**Requirement:** Your answer should be every line of the entries that has the string "sleeve" in it.

(Source records)

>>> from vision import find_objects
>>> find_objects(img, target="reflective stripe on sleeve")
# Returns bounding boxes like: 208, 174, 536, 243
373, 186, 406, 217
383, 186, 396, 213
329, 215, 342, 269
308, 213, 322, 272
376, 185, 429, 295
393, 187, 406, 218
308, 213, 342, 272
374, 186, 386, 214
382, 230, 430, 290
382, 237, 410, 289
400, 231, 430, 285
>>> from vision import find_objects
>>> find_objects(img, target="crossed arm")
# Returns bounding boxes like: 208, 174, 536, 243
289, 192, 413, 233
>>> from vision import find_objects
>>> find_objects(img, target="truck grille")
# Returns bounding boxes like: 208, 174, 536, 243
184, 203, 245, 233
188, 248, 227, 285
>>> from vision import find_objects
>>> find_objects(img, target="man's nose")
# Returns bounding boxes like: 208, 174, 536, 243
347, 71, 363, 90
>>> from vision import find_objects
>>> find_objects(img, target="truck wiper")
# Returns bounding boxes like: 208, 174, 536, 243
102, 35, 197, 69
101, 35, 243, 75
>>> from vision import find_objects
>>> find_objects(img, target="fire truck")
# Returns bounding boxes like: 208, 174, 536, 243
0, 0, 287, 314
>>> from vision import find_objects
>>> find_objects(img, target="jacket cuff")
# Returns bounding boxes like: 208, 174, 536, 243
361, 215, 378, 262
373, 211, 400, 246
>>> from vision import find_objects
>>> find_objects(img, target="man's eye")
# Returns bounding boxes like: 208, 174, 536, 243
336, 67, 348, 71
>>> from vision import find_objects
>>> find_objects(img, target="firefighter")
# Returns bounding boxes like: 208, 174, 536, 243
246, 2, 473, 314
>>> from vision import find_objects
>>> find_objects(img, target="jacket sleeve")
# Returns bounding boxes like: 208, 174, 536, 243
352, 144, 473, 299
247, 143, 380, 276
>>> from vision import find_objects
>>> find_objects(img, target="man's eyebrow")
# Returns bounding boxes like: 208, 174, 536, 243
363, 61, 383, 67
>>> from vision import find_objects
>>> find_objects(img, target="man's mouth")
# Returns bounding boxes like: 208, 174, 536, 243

(End Source records)

**Result for this exercise:**
>>> find_objects(img, target="reflective stripe on sleeve")
>>> find_objects(img, target="jacket sleeve")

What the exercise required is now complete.